**Problem**: When you respond, write out each entry exactly as it stands.

**Data to examine**:
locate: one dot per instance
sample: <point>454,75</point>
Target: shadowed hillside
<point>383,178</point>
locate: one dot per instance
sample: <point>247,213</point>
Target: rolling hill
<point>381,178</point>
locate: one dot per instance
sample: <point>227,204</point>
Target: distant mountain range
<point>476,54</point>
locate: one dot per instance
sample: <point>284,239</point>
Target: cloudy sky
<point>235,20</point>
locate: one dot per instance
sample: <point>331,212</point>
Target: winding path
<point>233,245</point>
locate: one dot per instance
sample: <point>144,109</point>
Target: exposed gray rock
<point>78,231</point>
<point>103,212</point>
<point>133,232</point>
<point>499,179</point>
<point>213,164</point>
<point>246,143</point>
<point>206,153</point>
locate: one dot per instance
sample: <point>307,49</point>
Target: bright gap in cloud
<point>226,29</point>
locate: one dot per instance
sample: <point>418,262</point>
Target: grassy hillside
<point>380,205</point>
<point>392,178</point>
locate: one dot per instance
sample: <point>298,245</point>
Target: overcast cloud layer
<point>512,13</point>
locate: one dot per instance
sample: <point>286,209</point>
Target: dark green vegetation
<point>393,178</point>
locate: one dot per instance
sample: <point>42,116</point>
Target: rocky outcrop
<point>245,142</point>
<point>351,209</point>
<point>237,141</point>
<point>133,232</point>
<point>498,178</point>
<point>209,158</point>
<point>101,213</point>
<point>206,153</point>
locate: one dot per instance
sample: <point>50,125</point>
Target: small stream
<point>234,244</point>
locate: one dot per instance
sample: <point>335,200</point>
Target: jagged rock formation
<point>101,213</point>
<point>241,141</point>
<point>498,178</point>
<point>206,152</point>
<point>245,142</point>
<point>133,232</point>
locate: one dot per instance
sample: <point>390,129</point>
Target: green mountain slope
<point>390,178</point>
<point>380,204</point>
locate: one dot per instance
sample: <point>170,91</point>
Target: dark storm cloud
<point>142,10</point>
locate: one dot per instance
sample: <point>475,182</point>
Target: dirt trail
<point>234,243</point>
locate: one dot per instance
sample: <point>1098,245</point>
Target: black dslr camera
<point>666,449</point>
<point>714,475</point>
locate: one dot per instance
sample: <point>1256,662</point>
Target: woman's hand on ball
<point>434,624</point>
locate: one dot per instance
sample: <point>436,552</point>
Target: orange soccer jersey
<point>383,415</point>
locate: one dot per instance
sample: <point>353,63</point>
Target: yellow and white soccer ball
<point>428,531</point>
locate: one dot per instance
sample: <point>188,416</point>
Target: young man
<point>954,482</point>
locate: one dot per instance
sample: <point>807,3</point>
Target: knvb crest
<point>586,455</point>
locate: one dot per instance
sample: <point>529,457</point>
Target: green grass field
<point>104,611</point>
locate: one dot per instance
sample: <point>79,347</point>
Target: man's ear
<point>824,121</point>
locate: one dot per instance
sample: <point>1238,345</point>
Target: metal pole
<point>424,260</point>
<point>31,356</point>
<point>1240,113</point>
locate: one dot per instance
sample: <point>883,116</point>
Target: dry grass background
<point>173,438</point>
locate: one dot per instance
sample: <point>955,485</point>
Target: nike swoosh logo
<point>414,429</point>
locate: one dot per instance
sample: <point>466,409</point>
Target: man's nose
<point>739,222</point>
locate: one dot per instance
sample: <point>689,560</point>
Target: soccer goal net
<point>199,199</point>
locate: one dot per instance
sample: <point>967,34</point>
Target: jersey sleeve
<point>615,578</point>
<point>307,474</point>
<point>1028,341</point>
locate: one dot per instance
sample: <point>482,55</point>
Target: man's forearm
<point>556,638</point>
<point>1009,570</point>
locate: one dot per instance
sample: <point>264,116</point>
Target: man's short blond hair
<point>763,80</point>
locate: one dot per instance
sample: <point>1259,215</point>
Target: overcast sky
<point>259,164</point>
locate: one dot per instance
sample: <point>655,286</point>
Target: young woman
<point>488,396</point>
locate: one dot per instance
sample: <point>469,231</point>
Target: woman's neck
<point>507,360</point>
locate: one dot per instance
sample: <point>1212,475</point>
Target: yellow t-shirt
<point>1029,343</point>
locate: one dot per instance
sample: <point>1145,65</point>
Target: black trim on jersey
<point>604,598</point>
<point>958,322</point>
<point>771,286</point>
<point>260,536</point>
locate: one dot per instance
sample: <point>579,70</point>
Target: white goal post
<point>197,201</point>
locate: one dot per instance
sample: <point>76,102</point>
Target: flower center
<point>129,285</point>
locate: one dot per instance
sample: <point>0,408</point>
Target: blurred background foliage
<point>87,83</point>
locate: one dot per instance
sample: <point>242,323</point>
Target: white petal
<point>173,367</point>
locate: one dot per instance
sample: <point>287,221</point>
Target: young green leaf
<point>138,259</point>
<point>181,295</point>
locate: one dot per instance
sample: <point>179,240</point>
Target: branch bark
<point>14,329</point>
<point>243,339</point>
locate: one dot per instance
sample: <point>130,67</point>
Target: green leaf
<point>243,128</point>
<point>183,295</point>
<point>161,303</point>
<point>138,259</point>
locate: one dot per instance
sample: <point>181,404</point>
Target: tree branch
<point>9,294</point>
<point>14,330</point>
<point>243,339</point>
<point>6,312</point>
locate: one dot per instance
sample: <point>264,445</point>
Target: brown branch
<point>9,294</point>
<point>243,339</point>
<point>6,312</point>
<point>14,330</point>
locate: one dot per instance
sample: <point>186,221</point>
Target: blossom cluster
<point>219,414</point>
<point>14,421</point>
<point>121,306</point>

**Task solution**:
locate: one dot per instance
sample: <point>454,75</point>
Target: shadowed hillside
<point>383,178</point>
locate: one dot per instance
sample: <point>247,213</point>
Target: rolling hill
<point>381,178</point>
locate: one dot per instance
sample: <point>227,204</point>
Target: distant mountain range
<point>476,54</point>
locate: one dot per instance
sample: <point>284,239</point>
Target: cloudy sky
<point>235,20</point>
locate: one dot per instance
sample: <point>331,212</point>
Target: winding path
<point>233,245</point>
locate: one dot per instance
sample: <point>144,109</point>
Target: exposed gray rock
<point>78,231</point>
<point>103,212</point>
<point>133,232</point>
<point>499,179</point>
<point>213,164</point>
<point>246,143</point>
<point>206,153</point>
locate: one dot per instance
sample: <point>307,49</point>
Target: bright gap in cloud
<point>226,29</point>
locate: one dot per instance
sample: <point>418,262</point>
Target: grassy hillside
<point>380,205</point>
<point>392,178</point>
locate: one dot per instance
sample: <point>298,245</point>
Target: overcast cloud layer
<point>512,13</point>
locate: one dot per instance
sample: <point>286,209</point>
Target: dark green vegetation
<point>393,178</point>
locate: one dot per instance
sample: <point>42,116</point>
Target: rocky outcrop
<point>245,142</point>
<point>351,209</point>
<point>237,141</point>
<point>133,232</point>
<point>498,178</point>
<point>209,158</point>
<point>101,213</point>
<point>206,153</point>
locate: one dot per instance
sample: <point>50,125</point>
Target: small stream
<point>234,244</point>
locate: one dot per instance
sample: <point>335,200</point>
Target: jagged rock formation
<point>101,213</point>
<point>241,141</point>
<point>498,178</point>
<point>206,152</point>
<point>245,142</point>
<point>133,232</point>
locate: one dot per instance
sample: <point>390,129</point>
Target: green mountain slope
<point>390,178</point>
<point>380,204</point>
locate: one dot per instance
sample: <point>170,91</point>
Target: dark storm cloud
<point>142,10</point>
locate: one dot per instance
sample: <point>475,182</point>
Target: dirt trail
<point>234,243</point>
locate: one dot per instance
sample: <point>1098,245</point>
Target: black dslr camera
<point>666,449</point>
<point>714,475</point>
locate: one dot per instance
sample: <point>1256,662</point>
Target: woman's hand on ball
<point>434,624</point>
locate: one dot per instance
sample: <point>436,552</point>
Target: orange soccer jersey
<point>383,415</point>
locate: one dot per instance
sample: <point>353,63</point>
Target: yellow and white soccer ball
<point>428,531</point>
locate: one dot per instance
sample: <point>188,416</point>
Target: young man
<point>954,482</point>
locate: one dot per instance
sample: <point>807,3</point>
Target: knvb crest
<point>586,455</point>
locate: one dot per instance
sample: <point>529,457</point>
Target: green grass field
<point>104,611</point>
locate: one dot per instance
sample: <point>79,347</point>
Target: man's ear
<point>824,121</point>
locate: one dot per instance
sample: <point>1238,345</point>
Target: metal pole
<point>424,260</point>
<point>31,356</point>
<point>1240,113</point>
locate: one dot per instance
sample: <point>883,116</point>
Target: dry grass background
<point>173,438</point>
locate: one dot per instance
sample: <point>955,485</point>
Target: nike swoosh logo
<point>414,429</point>
locate: one dot per instance
sample: <point>466,409</point>
Target: man's nose
<point>739,222</point>
locate: one dot per instance
sample: <point>689,560</point>
Target: soccer goal net
<point>199,199</point>
locate: one dot per instance
sample: <point>967,34</point>
Target: jersey sleeve
<point>615,578</point>
<point>307,474</point>
<point>1028,341</point>
locate: one dot per instance
sample: <point>482,55</point>
Target: man's forearm
<point>556,638</point>
<point>1009,570</point>
locate: one dot per instance
sample: <point>264,116</point>
Target: man's short blond hair
<point>763,80</point>
locate: one dot per instance
sample: <point>1259,215</point>
Target: overcast sky
<point>259,164</point>
locate: one dot per instance
sample: <point>655,286</point>
Target: young woman
<point>488,396</point>
locate: one dot per instance
sample: <point>469,231</point>
Target: woman's neck
<point>507,360</point>
locate: one dot per instance
sample: <point>1212,475</point>
Target: yellow t-shirt
<point>1029,343</point>
locate: one dot per instance
sample: <point>1145,65</point>
Target: black trim on jersey
<point>604,598</point>
<point>958,322</point>
<point>771,286</point>
<point>260,536</point>
locate: one dot per instance
sample: <point>579,70</point>
Target: white goal post
<point>197,201</point>
locate: one dot per instance
sample: <point>76,102</point>
Target: flower center
<point>129,285</point>
locate: one dot per instance
sample: <point>0,408</point>
Target: blurred background foliage
<point>87,83</point>
locate: one dot per instance
sample: <point>242,323</point>
Target: white petal
<point>173,367</point>
locate: one dot per instance
sample: <point>287,221</point>
Target: young green leaf
<point>138,259</point>
<point>181,295</point>
locate: one dot per instance
sample: <point>179,240</point>
Target: branch bark
<point>14,329</point>
<point>243,339</point>
locate: one dot per instance
sample: <point>130,67</point>
Target: green leaf
<point>243,128</point>
<point>183,295</point>
<point>161,303</point>
<point>138,259</point>
locate: one dot per instance
sample: <point>181,404</point>
Target: tree branch
<point>9,294</point>
<point>14,330</point>
<point>243,339</point>
<point>6,312</point>
locate: one dot per instance
sample: <point>264,445</point>
Target: brown branch
<point>9,294</point>
<point>243,339</point>
<point>6,312</point>
<point>14,330</point>
locate: one dot per instance
sample: <point>186,221</point>
Target: blossom cluster
<point>219,414</point>
<point>14,421</point>
<point>121,306</point>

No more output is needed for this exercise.